** DATA LINES **
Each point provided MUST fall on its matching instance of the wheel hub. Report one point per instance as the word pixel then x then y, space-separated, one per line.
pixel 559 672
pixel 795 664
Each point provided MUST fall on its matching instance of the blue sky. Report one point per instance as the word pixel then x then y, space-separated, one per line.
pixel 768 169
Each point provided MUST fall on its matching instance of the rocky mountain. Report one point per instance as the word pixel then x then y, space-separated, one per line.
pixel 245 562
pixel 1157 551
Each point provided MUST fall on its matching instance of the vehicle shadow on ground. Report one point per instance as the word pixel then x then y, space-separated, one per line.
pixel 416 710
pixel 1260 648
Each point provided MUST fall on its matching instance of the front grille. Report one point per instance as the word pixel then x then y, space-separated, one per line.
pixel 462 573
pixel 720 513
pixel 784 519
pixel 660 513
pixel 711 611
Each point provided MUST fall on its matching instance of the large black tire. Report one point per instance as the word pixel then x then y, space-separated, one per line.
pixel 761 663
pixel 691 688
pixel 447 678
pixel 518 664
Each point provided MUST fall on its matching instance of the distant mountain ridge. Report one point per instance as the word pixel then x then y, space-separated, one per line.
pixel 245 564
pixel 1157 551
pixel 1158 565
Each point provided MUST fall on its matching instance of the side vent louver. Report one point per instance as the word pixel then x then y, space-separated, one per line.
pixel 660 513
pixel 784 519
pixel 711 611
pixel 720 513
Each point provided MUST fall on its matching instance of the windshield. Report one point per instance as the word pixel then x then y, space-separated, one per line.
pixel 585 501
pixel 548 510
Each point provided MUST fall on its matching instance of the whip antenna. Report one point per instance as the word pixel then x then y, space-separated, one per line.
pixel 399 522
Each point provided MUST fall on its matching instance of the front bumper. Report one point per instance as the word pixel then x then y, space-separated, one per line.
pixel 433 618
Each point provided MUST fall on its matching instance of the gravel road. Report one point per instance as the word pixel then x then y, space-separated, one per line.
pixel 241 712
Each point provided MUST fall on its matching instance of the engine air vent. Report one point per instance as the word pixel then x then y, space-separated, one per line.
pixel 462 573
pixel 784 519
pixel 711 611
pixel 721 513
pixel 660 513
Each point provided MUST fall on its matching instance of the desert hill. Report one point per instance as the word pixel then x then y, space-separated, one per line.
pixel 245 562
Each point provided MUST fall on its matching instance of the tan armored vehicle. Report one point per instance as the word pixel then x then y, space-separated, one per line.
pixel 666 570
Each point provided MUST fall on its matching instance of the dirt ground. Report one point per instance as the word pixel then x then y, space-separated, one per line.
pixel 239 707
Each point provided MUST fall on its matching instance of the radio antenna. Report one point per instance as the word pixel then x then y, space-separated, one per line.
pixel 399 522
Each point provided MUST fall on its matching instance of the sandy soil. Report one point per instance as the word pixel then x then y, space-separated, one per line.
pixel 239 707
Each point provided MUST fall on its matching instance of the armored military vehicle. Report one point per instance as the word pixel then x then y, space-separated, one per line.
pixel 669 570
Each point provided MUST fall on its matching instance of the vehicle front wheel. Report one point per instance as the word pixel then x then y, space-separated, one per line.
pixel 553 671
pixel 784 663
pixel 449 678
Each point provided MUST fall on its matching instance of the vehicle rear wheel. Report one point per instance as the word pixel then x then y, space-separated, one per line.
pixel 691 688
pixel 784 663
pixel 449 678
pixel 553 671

==

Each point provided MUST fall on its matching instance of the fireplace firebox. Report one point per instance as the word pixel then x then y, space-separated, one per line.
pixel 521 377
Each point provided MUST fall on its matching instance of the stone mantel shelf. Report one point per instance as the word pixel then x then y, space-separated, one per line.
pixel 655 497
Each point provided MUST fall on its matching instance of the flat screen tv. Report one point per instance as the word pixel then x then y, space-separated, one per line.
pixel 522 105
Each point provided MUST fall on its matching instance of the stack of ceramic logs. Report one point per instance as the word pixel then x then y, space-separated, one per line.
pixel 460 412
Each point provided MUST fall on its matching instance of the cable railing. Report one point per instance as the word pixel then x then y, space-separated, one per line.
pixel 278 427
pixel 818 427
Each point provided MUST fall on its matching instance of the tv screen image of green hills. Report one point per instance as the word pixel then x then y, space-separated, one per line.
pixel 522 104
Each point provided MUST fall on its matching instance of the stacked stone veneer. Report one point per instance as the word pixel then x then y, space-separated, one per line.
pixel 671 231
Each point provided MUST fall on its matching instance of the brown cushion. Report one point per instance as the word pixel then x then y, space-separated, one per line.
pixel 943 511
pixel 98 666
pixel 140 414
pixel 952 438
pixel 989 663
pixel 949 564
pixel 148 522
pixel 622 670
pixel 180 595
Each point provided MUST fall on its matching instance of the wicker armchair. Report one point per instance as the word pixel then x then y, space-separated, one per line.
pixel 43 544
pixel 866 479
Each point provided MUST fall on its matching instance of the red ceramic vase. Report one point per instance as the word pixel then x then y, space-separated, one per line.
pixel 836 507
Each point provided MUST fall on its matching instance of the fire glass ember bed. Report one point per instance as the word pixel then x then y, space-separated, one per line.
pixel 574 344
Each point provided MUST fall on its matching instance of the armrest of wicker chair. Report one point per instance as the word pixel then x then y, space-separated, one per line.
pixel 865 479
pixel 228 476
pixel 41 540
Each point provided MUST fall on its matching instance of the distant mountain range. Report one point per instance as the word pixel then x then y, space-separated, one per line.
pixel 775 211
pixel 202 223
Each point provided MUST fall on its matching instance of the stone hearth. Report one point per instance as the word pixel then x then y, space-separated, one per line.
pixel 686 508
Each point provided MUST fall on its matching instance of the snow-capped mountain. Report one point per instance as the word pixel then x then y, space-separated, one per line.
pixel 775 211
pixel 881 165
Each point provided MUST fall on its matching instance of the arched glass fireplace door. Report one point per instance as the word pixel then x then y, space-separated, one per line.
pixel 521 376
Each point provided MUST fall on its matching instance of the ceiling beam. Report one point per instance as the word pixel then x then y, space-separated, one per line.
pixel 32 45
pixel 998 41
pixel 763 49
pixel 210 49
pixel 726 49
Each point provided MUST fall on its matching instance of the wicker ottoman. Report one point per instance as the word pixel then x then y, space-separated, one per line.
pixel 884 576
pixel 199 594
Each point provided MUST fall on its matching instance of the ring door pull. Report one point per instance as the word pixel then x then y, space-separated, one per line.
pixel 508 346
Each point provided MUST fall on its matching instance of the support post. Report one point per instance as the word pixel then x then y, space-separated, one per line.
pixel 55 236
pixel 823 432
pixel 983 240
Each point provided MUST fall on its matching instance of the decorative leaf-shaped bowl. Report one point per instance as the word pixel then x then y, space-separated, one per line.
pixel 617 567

==

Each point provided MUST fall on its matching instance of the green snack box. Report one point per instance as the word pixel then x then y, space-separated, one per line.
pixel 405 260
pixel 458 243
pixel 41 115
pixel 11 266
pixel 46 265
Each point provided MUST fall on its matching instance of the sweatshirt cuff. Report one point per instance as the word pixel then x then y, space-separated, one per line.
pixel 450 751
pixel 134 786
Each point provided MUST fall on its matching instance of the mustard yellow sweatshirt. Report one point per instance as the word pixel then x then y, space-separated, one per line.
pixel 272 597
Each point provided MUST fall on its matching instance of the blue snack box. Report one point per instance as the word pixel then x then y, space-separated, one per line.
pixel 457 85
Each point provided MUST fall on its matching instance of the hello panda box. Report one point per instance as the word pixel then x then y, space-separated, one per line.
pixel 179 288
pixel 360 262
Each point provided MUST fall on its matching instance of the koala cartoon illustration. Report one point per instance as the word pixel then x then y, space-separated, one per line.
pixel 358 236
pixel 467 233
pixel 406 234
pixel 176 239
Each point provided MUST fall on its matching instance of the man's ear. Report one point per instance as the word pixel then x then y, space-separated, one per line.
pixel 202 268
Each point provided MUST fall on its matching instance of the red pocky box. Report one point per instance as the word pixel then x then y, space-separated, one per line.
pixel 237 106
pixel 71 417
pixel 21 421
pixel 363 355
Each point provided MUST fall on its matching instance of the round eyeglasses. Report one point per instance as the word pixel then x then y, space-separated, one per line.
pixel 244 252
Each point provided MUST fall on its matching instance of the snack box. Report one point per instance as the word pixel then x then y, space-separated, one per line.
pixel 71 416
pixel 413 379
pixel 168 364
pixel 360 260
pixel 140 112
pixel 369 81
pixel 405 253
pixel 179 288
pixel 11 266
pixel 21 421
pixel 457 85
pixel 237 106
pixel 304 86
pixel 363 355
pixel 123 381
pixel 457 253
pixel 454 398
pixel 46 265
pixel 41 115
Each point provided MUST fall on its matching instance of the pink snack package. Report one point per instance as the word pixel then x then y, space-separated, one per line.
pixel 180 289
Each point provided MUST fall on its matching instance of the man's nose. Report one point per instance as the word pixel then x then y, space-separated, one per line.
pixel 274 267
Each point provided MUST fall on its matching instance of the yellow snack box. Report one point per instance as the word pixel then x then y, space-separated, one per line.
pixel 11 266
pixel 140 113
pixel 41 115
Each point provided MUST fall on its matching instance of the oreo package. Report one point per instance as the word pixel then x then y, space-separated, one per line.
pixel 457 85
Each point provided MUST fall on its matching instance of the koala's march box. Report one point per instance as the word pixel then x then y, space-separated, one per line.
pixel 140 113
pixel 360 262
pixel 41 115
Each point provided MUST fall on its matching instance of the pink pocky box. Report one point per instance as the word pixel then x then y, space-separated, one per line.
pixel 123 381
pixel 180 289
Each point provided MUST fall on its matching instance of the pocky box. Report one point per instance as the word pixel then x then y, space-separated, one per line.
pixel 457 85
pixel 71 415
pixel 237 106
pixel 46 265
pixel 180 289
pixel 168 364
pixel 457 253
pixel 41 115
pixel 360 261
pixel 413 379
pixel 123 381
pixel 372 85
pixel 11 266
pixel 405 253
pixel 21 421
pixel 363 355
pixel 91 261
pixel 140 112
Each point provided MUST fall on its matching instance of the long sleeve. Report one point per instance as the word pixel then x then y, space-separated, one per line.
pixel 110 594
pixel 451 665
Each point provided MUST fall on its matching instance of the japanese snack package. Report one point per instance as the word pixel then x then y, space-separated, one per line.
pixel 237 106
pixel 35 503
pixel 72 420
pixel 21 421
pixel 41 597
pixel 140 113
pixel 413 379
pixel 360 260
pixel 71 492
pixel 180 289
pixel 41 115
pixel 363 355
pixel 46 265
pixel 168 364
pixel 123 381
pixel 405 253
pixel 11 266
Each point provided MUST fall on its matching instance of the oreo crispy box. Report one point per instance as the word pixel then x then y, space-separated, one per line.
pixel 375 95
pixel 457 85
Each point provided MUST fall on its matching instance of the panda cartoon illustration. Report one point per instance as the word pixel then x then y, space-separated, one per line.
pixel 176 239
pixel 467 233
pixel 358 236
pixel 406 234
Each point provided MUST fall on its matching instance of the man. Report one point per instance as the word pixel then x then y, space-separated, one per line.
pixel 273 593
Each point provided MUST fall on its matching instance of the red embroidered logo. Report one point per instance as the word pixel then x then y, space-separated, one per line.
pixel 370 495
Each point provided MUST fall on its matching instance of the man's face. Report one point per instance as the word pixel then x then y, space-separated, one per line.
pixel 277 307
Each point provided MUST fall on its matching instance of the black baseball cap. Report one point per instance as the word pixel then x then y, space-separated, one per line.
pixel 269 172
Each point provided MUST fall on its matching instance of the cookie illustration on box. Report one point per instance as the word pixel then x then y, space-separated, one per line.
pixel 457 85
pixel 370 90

** SHORT PROBLEM **
Rewrite the listing from the line with "of the armored" up to and including the line with "pixel 669 570", replacing "military vehicle" with "combat vehicle" and keeping everything else the same. Give only those lines.

** RESPONSE BELOW **
Each point provided MUST fall on its matching instance of the armored combat vehicle. Report one point per instance as the word pixel then x then y, space-separated, one per line.
pixel 669 570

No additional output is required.